33rd Annual Basics of Airport Law Workshop

and 2017 Legal Update

Workshop Agenda

Sunday, October 15

1:00 p.m. – 5:00 p.m. REGISTRATION
   
3:00 p.m. – 4:45 p.m. SESSION 1 – AIRPORT LAW 101
Peter J. Kirsch │ Kaplan Kirsch & Rockwell LLP
Catherine M. van Heuven │ Kaplan Kirsch & Rockwell LLP

This session provides a basic explanation for how and why airport law is not the same as aviation law, the law governing other transportation modes, or more general municipal law. This session explores the manner in which the federal government (primarily—but not exclusively—the FAA) regulates airports and the activities of airport proprietors. The session discusses those areas where federal regulation is pervasive, where legal authority is shared, and where there is only limited federal regulatory oversight. It provides an introduction to common terms and legal relationships among the various stakeholders and provides background for new attendees at the conference and people who may be experienced lawyers but new to the field of airport law.
   
4:45 p.m. – 5:45 p.m. SESSION 2 – RESEARCH TOOLS IN AIRPORT LAW (ethics credit to be sought)

Data entries:

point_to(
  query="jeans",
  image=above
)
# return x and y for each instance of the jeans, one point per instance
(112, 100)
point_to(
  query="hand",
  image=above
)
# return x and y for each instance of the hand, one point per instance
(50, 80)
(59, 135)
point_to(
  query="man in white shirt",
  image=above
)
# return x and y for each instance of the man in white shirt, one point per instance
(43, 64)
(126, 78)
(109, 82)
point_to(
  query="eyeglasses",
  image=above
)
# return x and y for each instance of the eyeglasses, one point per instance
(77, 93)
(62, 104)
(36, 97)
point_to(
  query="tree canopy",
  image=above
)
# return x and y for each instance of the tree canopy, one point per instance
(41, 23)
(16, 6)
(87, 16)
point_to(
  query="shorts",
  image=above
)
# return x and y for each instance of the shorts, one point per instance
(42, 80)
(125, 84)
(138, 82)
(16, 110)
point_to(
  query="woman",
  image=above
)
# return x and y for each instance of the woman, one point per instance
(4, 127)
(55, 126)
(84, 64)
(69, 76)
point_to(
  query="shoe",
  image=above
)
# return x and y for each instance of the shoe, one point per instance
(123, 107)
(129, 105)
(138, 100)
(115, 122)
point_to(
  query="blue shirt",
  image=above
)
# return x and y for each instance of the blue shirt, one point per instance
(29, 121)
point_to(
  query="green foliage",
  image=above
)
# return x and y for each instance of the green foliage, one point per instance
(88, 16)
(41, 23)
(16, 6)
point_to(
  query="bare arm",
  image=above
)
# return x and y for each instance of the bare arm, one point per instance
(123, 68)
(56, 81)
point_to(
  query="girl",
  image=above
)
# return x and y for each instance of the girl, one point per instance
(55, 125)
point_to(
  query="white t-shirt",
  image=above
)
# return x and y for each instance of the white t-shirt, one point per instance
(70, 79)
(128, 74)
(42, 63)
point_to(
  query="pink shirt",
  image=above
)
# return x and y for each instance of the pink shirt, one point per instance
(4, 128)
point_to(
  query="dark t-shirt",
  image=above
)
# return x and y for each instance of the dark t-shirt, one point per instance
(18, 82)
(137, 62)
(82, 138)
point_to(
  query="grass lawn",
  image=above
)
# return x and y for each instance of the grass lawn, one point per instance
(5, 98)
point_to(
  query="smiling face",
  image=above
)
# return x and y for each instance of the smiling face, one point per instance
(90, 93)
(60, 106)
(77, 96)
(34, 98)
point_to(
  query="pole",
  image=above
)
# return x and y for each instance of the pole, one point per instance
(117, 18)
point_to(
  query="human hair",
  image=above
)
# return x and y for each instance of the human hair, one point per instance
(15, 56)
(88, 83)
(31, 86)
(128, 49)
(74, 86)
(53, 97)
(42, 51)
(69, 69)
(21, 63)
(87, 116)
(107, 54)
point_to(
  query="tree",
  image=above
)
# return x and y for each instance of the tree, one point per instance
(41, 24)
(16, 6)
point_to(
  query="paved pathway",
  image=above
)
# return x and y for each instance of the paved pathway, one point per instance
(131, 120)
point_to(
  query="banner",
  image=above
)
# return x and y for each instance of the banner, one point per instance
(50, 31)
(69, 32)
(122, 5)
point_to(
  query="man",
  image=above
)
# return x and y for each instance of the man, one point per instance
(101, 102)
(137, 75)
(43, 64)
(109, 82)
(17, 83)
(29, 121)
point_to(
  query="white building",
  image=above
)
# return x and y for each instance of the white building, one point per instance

● REQUIRED TASK: Turn the paragraph of the workshop agenda that begins "This session provides a basic explanation" into a short bulleted list that keeps its main facts. Rely only on the workshop agenda, not on the items.

● OUTPUT OF THE EXERCISE:
- Explains how and why airport law differs from aviation law, the law of other transportation modes, and general municipal law
- Explores how the federal government, mainly but not only the FAA, regulates airports and airport proprietors' activities
- Covers areas where federal regulation is pervasive, where authority is shared, and where federal oversight is limited
- Introduces common terms and legal relationships among stakeholders
- Gives background for new attendees and for experienced lawyers new to airport law